● **SELECTED EXTRACT**
= Beginning of Section =

An introduction to theory in performance management: Goal Setting Theory
In my previous update I highlighted the benefits of increasing theory awareness in performance management practice. It has the potential to positively impact the process of selecting, developing and using performance management solutions. Over the next few months, I will gradually introduce some of these theories, in no particular order.
A very important theory informing performance management is the Goal Setting Theory, which is considered to be one of the most effective motivational theories. It was formulated inductively based on empirical research conducted over nearly four decades by Locke and Latham. Its roots are based on the premise that conscious goals affect action (Locke & Latham, 2002).
An important note to make is that the use of the term “goals” in this theory. Goals are considered here to be the object or aim of an action. As the terminology used in performance management as a discipline is loosely structured, the goal setting theory itself applies to objectives, Key Performance Indicators and targets as well.
There are four general principles that are linked to an increase in motivation, thus generating optimal performance:
- Goals should be challenging, but attainable. Locke and Latham (2004) found a positive, linear function in that the most difficult goals produced the highest levels of effort and performance. They also found that performance decreased once the limits of ability were reached or when commitment to a highly difficult goal lapsed.
- Goals should be specific rather than vague. Research by Locke and Latham (1990) showed that specific, difficult goals consistently led to higher performance than urging people to do their best. As specific goals vary in difficulty, goal specificity in itself does not necessarily lead to high performance, but reduces variation in performance by reducing the ambiguity about what has to be achieved. (Locke, Chah, Harrison, & Lustgarten, 1989).

= End of Section =

● **GIVEN DATA**

= Beginning of Section =

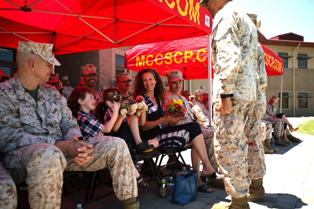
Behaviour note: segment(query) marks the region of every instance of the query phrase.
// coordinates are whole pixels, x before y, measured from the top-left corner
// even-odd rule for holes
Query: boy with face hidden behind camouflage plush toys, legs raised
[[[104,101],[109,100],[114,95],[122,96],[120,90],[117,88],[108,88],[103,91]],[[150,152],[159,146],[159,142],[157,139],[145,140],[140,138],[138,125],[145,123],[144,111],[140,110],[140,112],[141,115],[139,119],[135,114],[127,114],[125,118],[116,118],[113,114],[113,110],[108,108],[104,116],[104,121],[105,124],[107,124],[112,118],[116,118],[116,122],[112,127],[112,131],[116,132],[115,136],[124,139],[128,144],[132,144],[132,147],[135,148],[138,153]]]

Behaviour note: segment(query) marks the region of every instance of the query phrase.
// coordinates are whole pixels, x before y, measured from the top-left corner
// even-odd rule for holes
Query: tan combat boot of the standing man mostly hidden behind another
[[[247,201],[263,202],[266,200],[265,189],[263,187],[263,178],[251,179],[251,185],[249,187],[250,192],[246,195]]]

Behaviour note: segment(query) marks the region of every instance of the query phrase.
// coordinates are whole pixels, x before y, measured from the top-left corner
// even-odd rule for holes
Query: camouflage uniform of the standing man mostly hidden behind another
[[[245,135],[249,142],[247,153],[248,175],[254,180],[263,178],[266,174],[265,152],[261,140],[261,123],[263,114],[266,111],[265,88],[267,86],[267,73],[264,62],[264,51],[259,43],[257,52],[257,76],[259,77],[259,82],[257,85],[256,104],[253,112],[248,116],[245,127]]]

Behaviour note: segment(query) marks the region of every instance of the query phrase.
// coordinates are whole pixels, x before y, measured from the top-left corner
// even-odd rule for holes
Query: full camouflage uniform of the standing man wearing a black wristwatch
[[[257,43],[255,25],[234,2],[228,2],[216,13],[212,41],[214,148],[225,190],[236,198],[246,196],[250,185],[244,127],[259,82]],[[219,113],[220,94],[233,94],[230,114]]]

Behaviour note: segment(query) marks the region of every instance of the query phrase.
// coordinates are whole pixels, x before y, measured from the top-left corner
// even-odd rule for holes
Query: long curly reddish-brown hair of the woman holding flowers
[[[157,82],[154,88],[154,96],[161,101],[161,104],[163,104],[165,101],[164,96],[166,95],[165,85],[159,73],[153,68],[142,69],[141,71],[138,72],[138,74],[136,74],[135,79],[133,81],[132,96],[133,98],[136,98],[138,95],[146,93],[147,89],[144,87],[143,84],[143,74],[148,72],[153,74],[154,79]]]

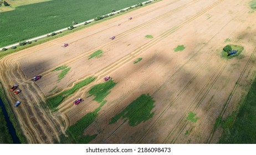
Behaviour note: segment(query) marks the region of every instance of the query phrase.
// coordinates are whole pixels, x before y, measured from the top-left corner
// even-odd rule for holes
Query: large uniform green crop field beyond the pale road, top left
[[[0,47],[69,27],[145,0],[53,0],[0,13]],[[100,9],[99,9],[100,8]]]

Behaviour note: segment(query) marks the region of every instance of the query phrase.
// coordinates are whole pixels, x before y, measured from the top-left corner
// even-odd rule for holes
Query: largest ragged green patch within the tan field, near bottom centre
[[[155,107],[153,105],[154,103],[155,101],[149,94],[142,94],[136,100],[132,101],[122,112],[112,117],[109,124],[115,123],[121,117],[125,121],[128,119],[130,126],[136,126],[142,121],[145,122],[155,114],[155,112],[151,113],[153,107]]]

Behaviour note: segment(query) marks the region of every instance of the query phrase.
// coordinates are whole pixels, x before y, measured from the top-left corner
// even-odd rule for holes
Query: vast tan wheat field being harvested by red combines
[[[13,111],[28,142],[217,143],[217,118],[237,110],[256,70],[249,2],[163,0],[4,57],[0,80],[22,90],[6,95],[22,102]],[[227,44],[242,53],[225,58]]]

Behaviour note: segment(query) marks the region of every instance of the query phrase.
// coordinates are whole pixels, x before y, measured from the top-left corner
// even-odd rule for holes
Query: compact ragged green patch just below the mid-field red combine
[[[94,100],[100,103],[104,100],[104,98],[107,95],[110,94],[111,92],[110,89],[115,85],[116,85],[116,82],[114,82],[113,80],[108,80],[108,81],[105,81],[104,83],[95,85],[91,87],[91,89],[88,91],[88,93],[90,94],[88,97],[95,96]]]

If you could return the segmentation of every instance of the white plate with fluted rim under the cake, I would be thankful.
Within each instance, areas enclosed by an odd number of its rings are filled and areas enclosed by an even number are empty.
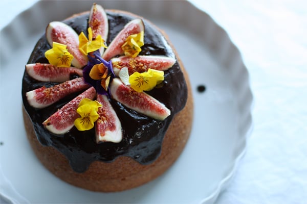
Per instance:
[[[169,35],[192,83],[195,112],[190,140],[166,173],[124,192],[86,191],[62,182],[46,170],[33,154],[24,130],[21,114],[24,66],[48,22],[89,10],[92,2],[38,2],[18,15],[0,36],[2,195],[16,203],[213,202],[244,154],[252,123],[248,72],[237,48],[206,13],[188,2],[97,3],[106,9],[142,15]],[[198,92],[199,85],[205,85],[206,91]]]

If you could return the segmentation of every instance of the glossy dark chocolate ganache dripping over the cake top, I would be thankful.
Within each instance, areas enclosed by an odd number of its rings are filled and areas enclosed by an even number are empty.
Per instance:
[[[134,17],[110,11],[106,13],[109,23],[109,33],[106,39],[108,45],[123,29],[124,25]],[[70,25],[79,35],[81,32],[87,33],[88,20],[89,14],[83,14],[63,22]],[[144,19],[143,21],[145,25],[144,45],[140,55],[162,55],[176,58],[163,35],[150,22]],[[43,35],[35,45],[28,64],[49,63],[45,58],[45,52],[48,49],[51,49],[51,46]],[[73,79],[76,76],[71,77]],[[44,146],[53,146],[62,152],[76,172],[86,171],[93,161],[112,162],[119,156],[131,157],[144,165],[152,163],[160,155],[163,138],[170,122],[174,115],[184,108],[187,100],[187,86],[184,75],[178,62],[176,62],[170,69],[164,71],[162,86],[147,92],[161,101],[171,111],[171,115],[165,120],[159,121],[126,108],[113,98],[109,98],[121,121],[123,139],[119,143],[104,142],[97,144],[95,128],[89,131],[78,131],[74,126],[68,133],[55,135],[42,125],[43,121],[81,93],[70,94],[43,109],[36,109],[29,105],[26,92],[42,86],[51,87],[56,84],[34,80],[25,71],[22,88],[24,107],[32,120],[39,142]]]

= End of Section =
= Beginning of Section =

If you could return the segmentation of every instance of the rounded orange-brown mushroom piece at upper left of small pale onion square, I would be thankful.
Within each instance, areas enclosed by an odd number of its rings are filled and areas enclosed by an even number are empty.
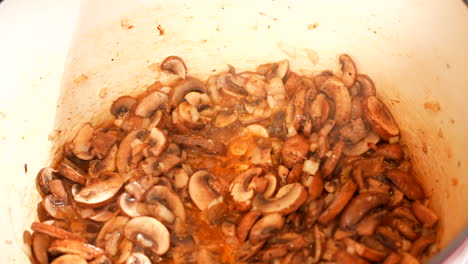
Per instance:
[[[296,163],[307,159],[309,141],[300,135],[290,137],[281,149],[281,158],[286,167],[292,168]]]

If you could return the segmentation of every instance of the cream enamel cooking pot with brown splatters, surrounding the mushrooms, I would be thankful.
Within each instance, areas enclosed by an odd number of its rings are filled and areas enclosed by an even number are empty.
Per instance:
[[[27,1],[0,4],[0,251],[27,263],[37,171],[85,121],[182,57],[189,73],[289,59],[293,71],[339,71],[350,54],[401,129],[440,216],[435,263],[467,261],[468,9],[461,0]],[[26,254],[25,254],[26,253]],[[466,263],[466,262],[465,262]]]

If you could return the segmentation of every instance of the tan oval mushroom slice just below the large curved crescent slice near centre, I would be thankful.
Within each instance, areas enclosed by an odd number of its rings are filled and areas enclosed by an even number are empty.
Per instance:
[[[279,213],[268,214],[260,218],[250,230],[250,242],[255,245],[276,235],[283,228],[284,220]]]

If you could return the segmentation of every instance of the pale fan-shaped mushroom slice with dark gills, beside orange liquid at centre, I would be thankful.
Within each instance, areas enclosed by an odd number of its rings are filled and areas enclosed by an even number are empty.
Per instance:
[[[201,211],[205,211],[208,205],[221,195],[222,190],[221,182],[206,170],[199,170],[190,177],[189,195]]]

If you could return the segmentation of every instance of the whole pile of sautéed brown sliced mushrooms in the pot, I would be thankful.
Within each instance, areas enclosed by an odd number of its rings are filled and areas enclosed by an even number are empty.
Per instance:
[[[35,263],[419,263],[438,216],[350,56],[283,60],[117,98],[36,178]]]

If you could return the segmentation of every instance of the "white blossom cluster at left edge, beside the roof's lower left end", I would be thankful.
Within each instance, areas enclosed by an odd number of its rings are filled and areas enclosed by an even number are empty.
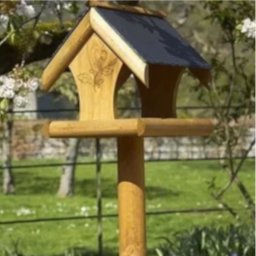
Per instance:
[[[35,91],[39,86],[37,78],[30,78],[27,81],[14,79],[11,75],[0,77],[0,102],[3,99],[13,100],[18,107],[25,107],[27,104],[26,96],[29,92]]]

= End of Section =

● **SET OF TASKS**
A - According to the goal setting text, why does the theory apply to objectives, Key Performance Indicators and targets as well as to goals? Answer in one to three sentences.
B - Please reproduce the passage of the goal setting text starting with "An introduction to" and going on through "no particular order.".
Answer from the goal setting text alone, not from the rows.

● **ANSWERS BY TASK**
A - The terminology used in performance management as a discipline is loosely structured. For that reason, the theory covers objectives, Key Performance Indicators and targets along with goals, which it treats as the object or aim of an action.

B -
An introduction to theory in performance management: Goal Setting Theory
In my previous update I highlighted the benefits of increasing theory awareness in performance management practice. It has the potential to positively impact the process of selecting, developing and using performance management solutions. Over the next few months, I will gradually introduce some of these theories, in no particular order.